▸ **Aim of the task**
Reproduce everything from the line containing "Can you find the tank turret?" down to the line containing "[[706, 826], [281, 757], [1093, 824]]", changing "power line" to "power cable" and leaving all else as it is.

━━━━━ Supplied records

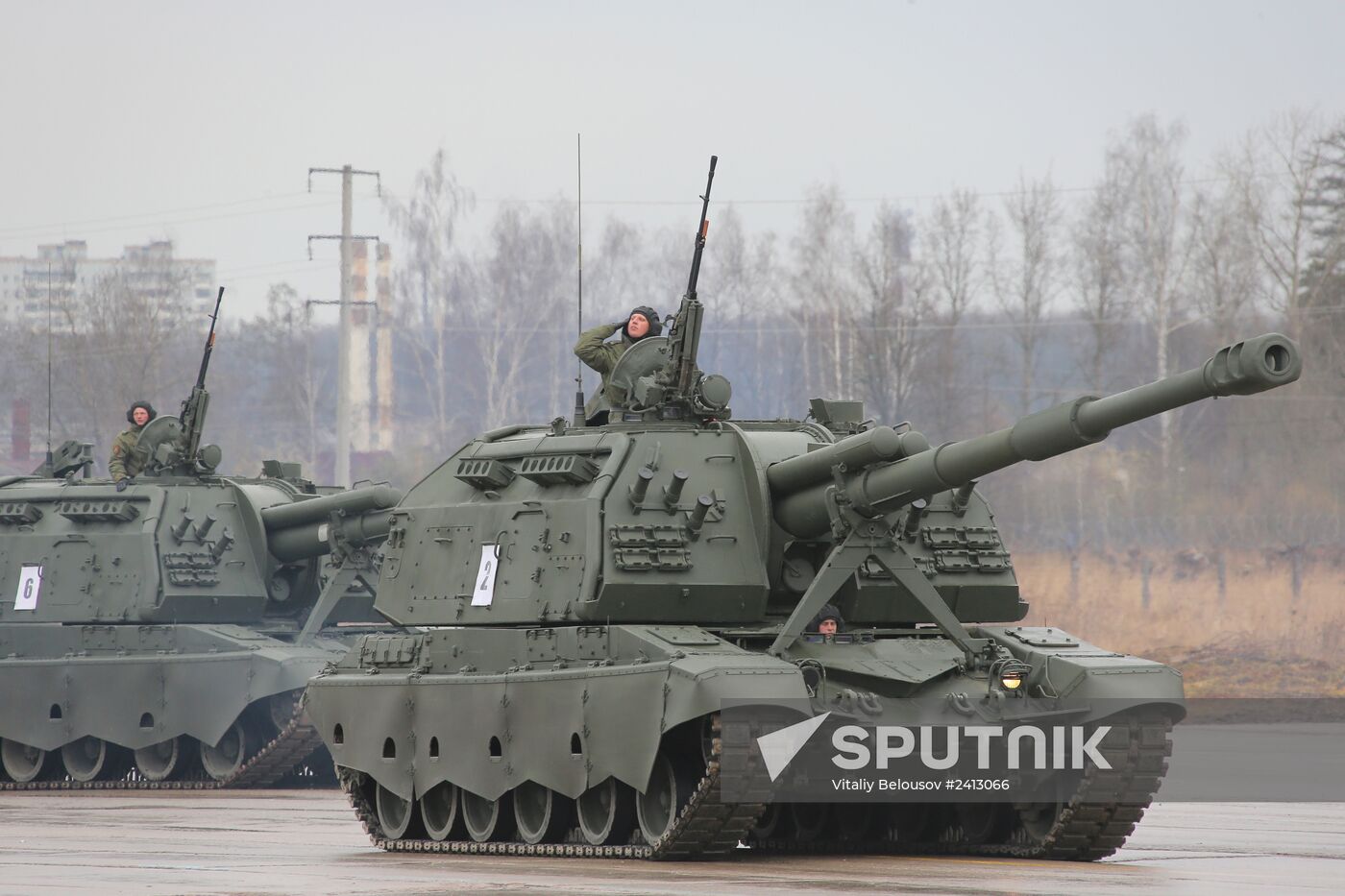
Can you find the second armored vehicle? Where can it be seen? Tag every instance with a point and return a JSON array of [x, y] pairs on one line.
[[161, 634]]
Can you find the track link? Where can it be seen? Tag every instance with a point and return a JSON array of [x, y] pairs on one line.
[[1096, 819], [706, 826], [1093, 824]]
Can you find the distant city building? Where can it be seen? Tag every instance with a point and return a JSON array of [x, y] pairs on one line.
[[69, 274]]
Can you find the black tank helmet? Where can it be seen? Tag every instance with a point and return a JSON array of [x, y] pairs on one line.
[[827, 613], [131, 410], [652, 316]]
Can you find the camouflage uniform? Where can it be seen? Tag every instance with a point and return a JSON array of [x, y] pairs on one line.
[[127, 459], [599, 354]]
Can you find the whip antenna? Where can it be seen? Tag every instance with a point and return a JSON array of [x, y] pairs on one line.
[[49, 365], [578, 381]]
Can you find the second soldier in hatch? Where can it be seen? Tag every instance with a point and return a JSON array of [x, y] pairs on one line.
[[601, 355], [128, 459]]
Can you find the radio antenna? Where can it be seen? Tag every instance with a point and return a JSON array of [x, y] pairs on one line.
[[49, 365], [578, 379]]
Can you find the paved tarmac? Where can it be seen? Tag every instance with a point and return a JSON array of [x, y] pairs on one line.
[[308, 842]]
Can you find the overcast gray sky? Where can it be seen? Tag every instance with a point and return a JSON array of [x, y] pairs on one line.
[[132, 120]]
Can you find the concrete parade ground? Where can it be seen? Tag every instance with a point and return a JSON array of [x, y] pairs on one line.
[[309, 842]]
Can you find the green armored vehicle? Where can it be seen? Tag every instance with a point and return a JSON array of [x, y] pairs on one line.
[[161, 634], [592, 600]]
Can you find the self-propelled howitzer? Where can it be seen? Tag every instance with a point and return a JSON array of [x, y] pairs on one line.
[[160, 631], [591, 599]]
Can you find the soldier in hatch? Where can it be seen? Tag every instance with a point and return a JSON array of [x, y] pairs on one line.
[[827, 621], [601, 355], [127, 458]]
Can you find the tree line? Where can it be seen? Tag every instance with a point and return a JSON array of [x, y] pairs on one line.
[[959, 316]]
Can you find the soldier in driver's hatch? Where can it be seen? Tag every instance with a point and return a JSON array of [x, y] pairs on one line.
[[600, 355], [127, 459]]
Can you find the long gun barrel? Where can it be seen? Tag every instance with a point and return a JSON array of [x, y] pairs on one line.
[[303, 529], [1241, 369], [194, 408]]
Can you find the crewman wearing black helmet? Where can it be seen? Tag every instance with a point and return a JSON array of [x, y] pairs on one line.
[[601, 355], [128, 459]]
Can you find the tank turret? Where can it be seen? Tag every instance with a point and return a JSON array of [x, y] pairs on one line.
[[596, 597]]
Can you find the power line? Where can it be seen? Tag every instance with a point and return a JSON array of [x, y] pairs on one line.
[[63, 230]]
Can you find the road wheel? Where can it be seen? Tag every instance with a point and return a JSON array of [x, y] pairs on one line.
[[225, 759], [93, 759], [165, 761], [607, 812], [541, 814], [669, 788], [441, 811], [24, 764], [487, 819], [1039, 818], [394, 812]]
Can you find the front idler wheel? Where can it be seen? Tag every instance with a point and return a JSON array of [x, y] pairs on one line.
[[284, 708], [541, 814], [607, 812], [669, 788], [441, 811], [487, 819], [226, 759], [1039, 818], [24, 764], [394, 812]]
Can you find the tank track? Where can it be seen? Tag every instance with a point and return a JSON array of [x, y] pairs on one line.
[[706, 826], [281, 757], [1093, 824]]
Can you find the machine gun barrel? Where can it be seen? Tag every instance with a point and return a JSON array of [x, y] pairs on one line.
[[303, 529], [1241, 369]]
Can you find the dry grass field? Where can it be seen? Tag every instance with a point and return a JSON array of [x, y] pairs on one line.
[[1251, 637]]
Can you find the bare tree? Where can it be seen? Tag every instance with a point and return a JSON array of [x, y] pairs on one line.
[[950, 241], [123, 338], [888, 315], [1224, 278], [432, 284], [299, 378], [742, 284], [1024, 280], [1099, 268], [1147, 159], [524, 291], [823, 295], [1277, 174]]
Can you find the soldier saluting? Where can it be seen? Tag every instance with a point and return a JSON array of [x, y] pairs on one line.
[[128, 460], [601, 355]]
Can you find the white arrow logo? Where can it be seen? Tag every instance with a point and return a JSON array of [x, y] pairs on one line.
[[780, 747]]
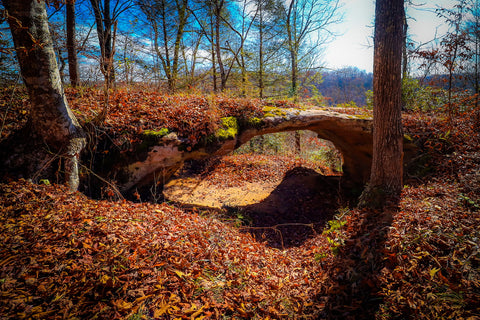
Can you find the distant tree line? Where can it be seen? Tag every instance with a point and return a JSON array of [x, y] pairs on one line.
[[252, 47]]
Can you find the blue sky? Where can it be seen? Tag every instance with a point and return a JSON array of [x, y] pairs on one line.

━━━━━━━━━━
━━━━━ Supplied records

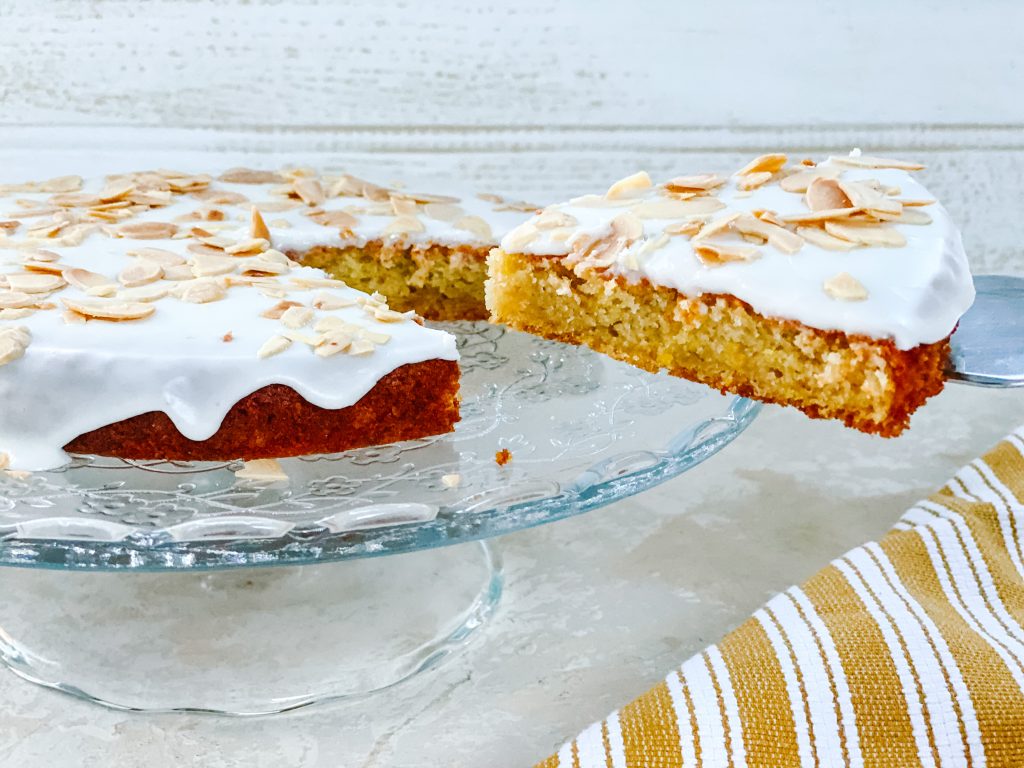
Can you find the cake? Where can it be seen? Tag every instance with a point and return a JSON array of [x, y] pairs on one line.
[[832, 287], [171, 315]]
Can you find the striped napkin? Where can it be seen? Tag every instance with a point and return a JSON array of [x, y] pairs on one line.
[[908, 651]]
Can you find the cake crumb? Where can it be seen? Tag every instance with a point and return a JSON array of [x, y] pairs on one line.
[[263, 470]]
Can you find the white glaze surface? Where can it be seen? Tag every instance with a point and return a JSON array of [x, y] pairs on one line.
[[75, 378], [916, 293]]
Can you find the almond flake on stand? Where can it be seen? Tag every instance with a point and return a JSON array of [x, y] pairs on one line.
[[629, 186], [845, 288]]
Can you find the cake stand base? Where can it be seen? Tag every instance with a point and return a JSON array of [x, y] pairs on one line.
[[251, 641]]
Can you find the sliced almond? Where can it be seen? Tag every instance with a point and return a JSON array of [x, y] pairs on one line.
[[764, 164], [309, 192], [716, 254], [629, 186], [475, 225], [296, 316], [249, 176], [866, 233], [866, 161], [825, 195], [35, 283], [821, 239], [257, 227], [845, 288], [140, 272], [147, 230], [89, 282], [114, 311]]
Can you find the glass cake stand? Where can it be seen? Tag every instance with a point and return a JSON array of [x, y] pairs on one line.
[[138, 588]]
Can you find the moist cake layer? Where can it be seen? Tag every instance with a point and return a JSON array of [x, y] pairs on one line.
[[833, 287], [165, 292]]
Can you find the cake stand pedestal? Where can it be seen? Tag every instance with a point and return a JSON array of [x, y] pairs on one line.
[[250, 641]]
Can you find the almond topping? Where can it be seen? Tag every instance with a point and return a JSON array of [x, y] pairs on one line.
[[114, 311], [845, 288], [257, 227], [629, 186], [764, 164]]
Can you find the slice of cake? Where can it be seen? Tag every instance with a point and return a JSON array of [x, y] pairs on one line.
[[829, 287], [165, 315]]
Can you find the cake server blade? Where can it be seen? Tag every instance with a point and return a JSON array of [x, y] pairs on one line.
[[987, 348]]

━━━━━━━━━━

▸ **Exercise output**
Can you find the tank turret? Where can it be seen? Tag every instance with a point and return a JSON array of [x, y] pairs on one line.
[[596, 597]]
Can you find the power cable? Where can it be seen? Tag every instance with a point and return a JSON array of [x, y] pairs on one line.
[[63, 230]]
Can you find the road wheel? Where can it be seen? Tag every instance with a point and return a JSON array of [x, y] pairs on one line.
[[225, 759], [93, 759], [165, 761], [607, 812], [541, 814], [669, 788], [441, 811], [24, 764], [487, 819], [1039, 818], [394, 812]]
Can you find the front idler wheel? Where can it be seen? Tag every instance with a point and return a JSON array of [x, y] pairs on one line.
[[284, 708], [541, 814], [607, 812], [669, 788], [441, 811], [487, 819], [226, 759], [1039, 818], [24, 764], [394, 812]]
Can you find the tank track? Where can it be seen? Tag every instance with a point and return a JSON array of [x, y] pairs on one line.
[[706, 826], [281, 757], [1093, 824]]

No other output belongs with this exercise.